◆ Entries taken from a collection:
■ ■ ■

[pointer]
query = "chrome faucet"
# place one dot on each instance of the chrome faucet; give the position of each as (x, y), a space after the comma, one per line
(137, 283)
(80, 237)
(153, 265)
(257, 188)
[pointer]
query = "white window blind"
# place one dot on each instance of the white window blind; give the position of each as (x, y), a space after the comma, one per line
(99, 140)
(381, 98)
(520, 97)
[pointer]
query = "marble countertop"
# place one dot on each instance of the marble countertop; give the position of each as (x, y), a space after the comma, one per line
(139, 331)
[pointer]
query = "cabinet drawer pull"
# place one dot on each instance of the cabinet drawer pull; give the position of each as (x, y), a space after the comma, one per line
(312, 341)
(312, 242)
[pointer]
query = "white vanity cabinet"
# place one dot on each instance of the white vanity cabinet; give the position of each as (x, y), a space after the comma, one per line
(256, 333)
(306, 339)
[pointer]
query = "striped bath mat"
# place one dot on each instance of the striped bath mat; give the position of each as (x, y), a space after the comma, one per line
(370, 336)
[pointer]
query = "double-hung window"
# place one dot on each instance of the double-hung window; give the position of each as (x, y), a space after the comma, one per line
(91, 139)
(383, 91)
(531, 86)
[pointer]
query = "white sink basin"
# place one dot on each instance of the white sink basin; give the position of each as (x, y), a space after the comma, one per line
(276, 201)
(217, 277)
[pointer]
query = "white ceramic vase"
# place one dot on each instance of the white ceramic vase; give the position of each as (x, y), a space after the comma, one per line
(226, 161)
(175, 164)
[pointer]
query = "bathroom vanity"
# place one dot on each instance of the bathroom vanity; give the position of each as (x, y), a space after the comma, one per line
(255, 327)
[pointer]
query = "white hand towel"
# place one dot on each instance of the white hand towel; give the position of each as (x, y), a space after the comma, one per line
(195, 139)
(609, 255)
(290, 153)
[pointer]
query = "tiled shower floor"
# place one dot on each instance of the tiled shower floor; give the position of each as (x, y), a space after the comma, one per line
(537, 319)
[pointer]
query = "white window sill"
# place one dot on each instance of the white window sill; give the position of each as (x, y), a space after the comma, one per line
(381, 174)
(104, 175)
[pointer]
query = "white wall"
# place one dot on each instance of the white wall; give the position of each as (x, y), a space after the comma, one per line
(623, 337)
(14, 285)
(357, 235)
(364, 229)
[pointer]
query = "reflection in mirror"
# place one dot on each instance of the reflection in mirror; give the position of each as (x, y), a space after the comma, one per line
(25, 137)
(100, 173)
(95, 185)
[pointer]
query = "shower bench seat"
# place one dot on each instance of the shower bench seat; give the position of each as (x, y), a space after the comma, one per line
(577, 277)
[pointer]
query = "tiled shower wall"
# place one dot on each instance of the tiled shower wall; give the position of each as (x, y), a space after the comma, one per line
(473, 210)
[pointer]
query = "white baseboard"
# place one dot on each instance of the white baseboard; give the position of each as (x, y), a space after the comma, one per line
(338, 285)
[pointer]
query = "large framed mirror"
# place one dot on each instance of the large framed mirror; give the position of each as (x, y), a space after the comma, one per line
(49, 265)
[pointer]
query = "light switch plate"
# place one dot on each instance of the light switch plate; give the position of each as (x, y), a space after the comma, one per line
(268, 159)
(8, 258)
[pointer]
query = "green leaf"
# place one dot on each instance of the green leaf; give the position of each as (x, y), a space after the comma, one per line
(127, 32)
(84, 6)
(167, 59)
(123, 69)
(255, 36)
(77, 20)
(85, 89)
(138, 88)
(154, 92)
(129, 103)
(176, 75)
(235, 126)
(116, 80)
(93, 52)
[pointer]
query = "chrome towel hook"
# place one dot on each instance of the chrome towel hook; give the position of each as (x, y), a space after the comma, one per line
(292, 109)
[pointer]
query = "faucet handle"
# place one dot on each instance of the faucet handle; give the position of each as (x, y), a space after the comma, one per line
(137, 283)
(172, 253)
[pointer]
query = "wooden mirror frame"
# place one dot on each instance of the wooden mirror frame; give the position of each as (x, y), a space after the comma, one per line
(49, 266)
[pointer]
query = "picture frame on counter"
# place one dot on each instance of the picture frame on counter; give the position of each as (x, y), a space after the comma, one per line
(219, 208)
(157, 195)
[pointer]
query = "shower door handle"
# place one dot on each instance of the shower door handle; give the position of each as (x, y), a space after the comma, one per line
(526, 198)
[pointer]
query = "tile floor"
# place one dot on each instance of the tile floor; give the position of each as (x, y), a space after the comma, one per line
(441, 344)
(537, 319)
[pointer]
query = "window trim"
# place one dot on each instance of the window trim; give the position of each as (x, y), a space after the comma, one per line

■ ■ ■

◆ WHAT YOU SHOULD DO: Write the records out precisely, omitting nothing.

◆ WRITTEN ANSWER:
[pointer]
query = "chrome faucet"
# place one dot on each instance of the chrome faucet; give the position of each as (x, y), a space after the comma, one per line
(137, 283)
(80, 237)
(153, 265)
(257, 188)
[pointer]
query = "white window blind"
# place one dot on each instance of the white window blind; give the position of each as (x, y), a space after the comma, one per line
(99, 140)
(381, 98)
(520, 97)
[pointer]
query = "marble countertop"
# place one dot on each instance of the marble countertop; give the position of each as (x, y), a space after the comma, one per line
(139, 331)
[pointer]
query = "cabinet drawer pull"
# place one dot on each instance of the cabinet drawer pull; give the position of each as (x, y), a space after the comma, one per line
(312, 341)
(312, 242)
[pointer]
query = "white vanity cabinet"
# place one dot on each instance of the white vanity cabinet; give the position of each as (x, y), a space after the comma, one per line
(256, 333)
(306, 339)
[pointer]
query = "striped bath mat"
# place one dot on each instance of the striped bath mat; give the position of each as (x, y), a space after the comma, one per line
(370, 336)
[pointer]
query = "double-hung window"
# place one dot on each instance of the double-hung window; give the position of each as (x, y), a space after the comma, one per line
(91, 139)
(383, 91)
(531, 86)
[pointer]
query = "white sink basin"
# place one dot on each instance of the white sink basin; give the position of each as (x, y), a space after the comma, one per line
(276, 201)
(217, 277)
[pointer]
query = "white ceramic vase"
# place one dot on each instance of the white ceramic vase; give the position of each as (x, y), a space after the comma, one per line
(226, 161)
(175, 164)
[pointer]
query = "bathroom vanity"
# place one dot on each instance of the bathroom vanity; give the position of each as (x, y), a space after the comma, one per line
(255, 327)
[pointer]
query = "white hand towel"
# place one dot on each instance of the white hand towel; give the position of each as (x, y), a space after the comma, one per line
(195, 139)
(609, 255)
(290, 153)
[pointer]
query = "tiled shower floor"
# place one dot on each instance of the tiled shower floor; give the position of each as (x, y), a space after the comma, one per line
(537, 319)
[pointer]
query = "white window sill"
# place one dot on each instance of the white window sill; give the position of each as (x, y), a space after the comma, one per line
(381, 174)
(104, 175)
[pointer]
query = "white wall"
# place one dot on each instance of the white wall; give the position of each as (x, y), a space after the comma, one per line
(623, 337)
(14, 285)
(357, 235)
(364, 229)
[pointer]
query = "reflection in mirror"
# place one dot on each instance of the reflection in mirror; give the position of each as (x, y), a space after the comma, one per line
(25, 137)
(100, 173)
(95, 185)
[pointer]
query = "shower bench seat"
# place one dot on each instance of the shower bench seat; give the position of each as (x, y), a space after the comma, one per line
(577, 277)
[pointer]
query = "tiled shower wall"
# place one dot on each instance of the tiled shower wall; give the position of each as (x, y), a space after the comma, one per line
(473, 210)
[pointer]
query = "white baseboard"
# place one dot on each instance of the white baseboard; give the position of each as (x, y), a space after the comma, one per line
(338, 285)
[pointer]
query = "large framed mirror"
# place one dot on each instance of the large framed mirror; give the position of each as (x, y), a space after the comma, one per line
(49, 265)
[pointer]
query = "light switch plate"
# place one dot on each instance of the light switch plate; give the position of each as (x, y), a space after the comma, one per line
(268, 159)
(8, 258)
[pointer]
query = "green leaf"
# place one dot on each instance of the green leaf; give the position of each as (x, y), a space after the comma, one per line
(127, 32)
(84, 6)
(167, 59)
(123, 69)
(255, 36)
(77, 20)
(85, 89)
(138, 88)
(154, 92)
(129, 103)
(176, 75)
(235, 126)
(116, 80)
(93, 52)
[pointer]
query = "chrome towel hook"
# place one dot on each instance of the chrome towel hook; give the position of each as (x, y), a space after the comma, one per line
(292, 109)
[pointer]
query = "faucet handle"
# place one dot on each instance of the faucet handle; give the position of each as (x, y), a space after the comma, one per line
(137, 283)
(172, 253)
[pointer]
query = "wooden mirror frame"
# place one dot on each instance of the wooden mirror frame; give the position of each as (x, y), a space after the comma, one per line
(49, 266)
[pointer]
query = "picture frame on counter"
# place one dot on each instance of the picture frame on counter; give the position of each as (x, y), a space after the comma, one per line
(219, 208)
(157, 195)
[pointer]
query = "shower door handle"
# place one dot on each instance of the shower door handle; give the position of each as (x, y), a space after the comma, one per line
(526, 198)
[pointer]
query = "tile floor"
# place one dot on each instance of the tile floor; give the position of each as (x, y), a space after the comma, one per line
(441, 344)
(537, 319)
[pointer]
query = "window trim"
# place one dot on each instance of the window trim; give the position of each as (x, y), a space after the comma, one per line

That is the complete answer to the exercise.